─── Data for processing

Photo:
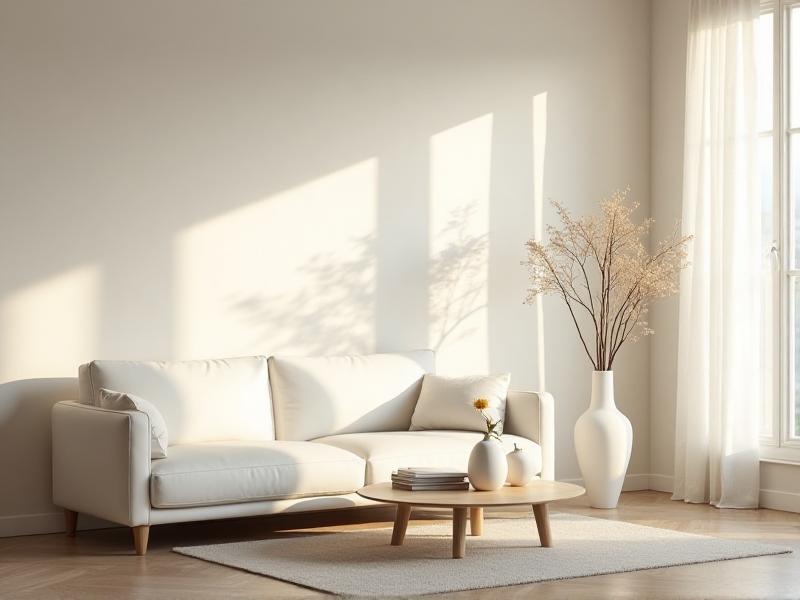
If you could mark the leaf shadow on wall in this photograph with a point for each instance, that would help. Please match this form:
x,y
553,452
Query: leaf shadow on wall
x,y
335,308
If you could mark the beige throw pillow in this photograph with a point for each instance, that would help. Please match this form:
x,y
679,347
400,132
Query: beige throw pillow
x,y
158,428
446,402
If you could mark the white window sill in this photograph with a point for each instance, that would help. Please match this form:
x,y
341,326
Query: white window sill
x,y
780,455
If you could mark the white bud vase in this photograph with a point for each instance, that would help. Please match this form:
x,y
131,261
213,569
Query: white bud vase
x,y
603,441
487,468
522,466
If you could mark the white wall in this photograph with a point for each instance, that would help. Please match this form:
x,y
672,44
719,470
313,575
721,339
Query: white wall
x,y
195,178
669,21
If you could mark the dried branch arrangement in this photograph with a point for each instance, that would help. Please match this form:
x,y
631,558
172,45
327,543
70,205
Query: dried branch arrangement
x,y
606,276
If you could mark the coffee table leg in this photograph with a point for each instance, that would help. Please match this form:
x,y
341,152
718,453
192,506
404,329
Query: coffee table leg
x,y
476,521
543,525
459,532
400,524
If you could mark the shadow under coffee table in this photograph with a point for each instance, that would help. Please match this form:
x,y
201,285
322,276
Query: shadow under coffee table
x,y
538,494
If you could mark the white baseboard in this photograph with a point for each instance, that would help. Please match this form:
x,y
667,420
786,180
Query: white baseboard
x,y
634,482
661,483
37,523
779,500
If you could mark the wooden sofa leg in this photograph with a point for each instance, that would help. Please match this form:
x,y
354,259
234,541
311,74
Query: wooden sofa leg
x,y
141,534
70,521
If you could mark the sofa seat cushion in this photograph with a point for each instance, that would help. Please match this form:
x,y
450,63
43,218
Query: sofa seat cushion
x,y
232,472
387,451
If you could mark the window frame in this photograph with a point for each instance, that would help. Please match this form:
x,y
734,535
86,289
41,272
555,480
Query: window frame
x,y
779,446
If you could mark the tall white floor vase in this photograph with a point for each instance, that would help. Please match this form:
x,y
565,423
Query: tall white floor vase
x,y
603,441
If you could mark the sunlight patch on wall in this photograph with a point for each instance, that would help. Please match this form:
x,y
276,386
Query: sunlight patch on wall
x,y
539,134
459,246
293,273
49,328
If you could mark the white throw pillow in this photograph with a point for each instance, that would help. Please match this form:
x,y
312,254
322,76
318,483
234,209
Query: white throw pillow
x,y
446,402
158,428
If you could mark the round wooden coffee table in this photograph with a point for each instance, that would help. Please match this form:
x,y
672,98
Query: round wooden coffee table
x,y
537,493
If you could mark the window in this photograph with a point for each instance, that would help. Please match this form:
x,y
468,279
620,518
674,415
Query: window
x,y
778,64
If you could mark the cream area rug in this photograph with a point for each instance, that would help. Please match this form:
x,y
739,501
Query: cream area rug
x,y
363,563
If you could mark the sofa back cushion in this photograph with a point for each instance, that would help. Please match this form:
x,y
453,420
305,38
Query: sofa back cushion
x,y
201,400
318,396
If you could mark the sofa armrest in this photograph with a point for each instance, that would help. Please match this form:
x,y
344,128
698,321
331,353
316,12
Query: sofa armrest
x,y
101,462
531,415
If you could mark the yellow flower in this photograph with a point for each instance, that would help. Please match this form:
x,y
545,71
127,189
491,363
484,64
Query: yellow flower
x,y
480,403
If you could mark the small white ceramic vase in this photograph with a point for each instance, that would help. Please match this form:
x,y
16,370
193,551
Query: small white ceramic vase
x,y
521,466
603,441
487,468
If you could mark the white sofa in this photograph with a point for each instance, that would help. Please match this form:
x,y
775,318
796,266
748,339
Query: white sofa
x,y
256,436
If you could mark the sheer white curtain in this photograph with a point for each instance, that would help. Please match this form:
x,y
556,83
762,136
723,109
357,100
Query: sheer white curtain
x,y
719,380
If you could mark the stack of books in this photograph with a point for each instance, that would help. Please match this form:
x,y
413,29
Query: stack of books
x,y
418,479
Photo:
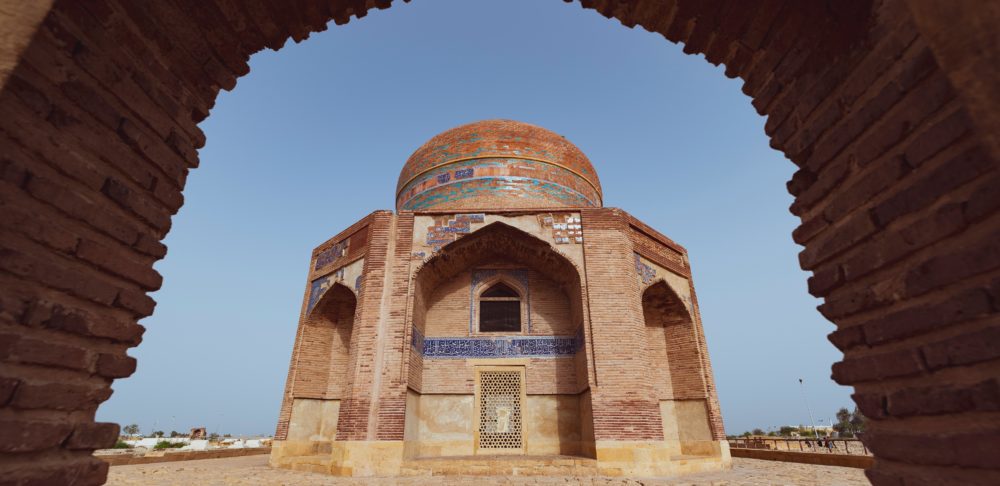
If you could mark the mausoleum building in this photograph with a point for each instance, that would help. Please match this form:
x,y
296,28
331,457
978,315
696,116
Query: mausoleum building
x,y
501,321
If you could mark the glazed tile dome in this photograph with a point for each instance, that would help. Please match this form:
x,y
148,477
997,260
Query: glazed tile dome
x,y
497,164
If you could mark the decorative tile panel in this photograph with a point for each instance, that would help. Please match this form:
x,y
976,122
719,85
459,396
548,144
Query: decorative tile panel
x,y
331,254
499,347
566,228
646,273
447,229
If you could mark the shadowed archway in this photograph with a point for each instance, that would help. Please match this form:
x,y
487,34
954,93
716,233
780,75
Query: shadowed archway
x,y
879,103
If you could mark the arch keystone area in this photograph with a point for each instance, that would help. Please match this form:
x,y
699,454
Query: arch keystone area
x,y
888,108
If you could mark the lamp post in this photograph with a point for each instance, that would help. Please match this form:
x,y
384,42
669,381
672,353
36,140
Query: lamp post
x,y
802,386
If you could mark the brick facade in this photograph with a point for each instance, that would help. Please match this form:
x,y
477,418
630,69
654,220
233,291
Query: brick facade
x,y
888,108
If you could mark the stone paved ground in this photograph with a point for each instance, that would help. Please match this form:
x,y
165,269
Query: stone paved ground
x,y
253,470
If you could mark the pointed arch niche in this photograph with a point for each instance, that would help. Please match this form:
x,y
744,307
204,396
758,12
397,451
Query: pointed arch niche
x,y
322,354
498,263
677,367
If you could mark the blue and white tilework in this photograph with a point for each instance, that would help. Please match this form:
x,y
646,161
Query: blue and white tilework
x,y
499,347
331,254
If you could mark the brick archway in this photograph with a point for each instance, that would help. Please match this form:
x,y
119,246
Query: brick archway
x,y
887,107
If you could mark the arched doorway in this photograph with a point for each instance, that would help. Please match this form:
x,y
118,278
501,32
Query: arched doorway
x,y
879,102
320,362
475,291
672,341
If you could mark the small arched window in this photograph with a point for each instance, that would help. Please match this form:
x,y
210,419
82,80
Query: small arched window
x,y
500,309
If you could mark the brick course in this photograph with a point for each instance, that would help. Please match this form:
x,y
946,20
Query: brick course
x,y
102,101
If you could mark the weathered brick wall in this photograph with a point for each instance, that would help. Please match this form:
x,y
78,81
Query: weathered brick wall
x,y
550,309
356,237
357,408
624,401
544,376
322,355
391,405
896,191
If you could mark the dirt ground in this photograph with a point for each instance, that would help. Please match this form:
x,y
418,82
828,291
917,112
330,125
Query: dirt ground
x,y
253,470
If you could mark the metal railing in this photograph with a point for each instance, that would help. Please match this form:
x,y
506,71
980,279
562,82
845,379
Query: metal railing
x,y
820,446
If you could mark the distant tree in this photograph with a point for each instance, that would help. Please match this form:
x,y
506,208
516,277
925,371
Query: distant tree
x,y
131,429
849,423
843,415
858,421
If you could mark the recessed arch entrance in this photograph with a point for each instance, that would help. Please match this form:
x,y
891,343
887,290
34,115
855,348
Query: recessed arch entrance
x,y
887,108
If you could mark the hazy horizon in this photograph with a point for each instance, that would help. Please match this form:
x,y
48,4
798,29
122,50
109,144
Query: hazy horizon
x,y
313,139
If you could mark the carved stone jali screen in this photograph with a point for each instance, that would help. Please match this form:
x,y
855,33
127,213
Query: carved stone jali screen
x,y
500,397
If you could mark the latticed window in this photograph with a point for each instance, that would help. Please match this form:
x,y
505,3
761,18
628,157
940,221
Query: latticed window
x,y
500,401
500,309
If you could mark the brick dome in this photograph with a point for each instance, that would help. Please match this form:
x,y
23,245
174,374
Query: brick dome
x,y
497,164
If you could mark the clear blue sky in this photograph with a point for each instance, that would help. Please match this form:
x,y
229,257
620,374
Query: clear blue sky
x,y
314,137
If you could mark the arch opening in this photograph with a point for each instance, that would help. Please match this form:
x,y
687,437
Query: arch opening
x,y
498,263
321,373
852,91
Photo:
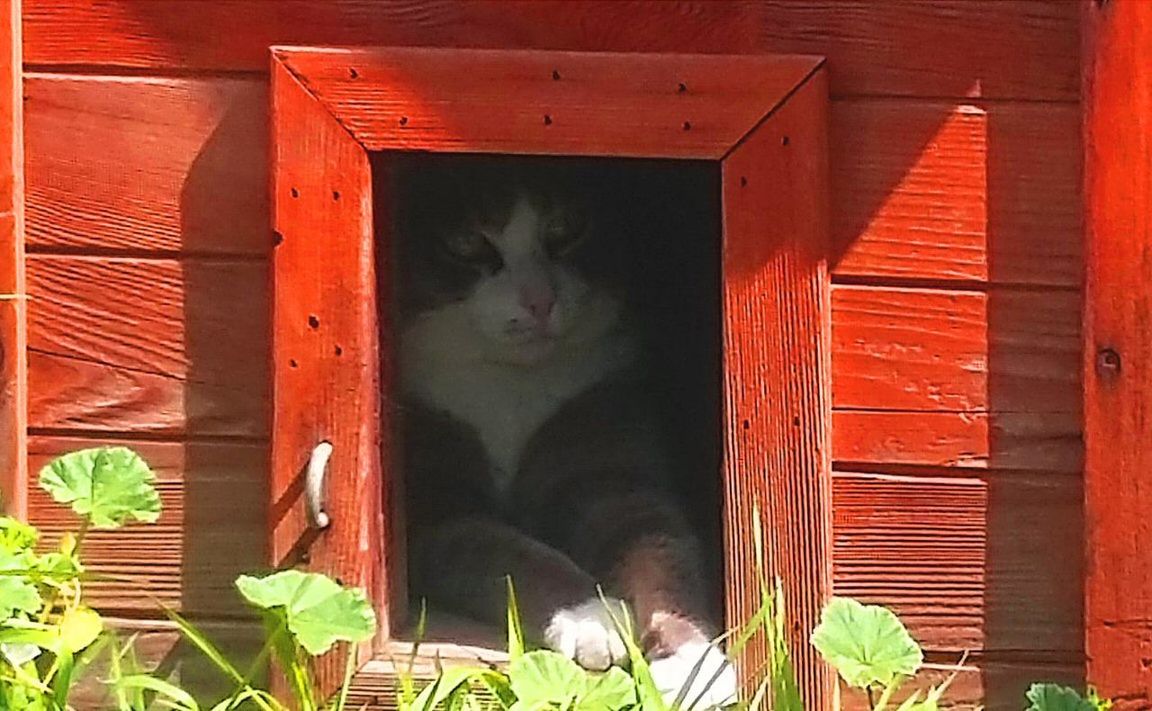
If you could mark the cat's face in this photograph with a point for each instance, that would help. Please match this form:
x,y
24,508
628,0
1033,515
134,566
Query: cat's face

──────

## [Given instruction]
Reproduce verbatim the stretch from the line containing "If you could mark the latticed" through the end of the items, and omit the pictures from your copy.

## [Response below]
If you could mark the latticed window in this photograph with a point for each instance, that would help. Please match this form:
x,y
505,3
761,18
628,157
940,221
Query: latticed window
x,y
500,401
500,309
If you could mark the brick dome in this photograph with a point for each instance, that would help. Please match this form:
x,y
23,245
174,374
Query: brick dome
x,y
497,164
If you could mark the clear blue sky in this photograph with a point for each instance, that would help. Please match this form:
x,y
229,257
620,374
Query: clear blue sky
x,y
314,137
If you could mark the arch opening in this photograph with a point for each instance, that would help. Please match this form:
x,y
687,437
Query: arch opening
x,y
498,263
321,373
852,91
Photo:
If you could mark the cat's face in this photograph with a point for each instance, that would help. Please match this form:
x,y
24,508
628,0
1033,515
134,566
Query: cat's face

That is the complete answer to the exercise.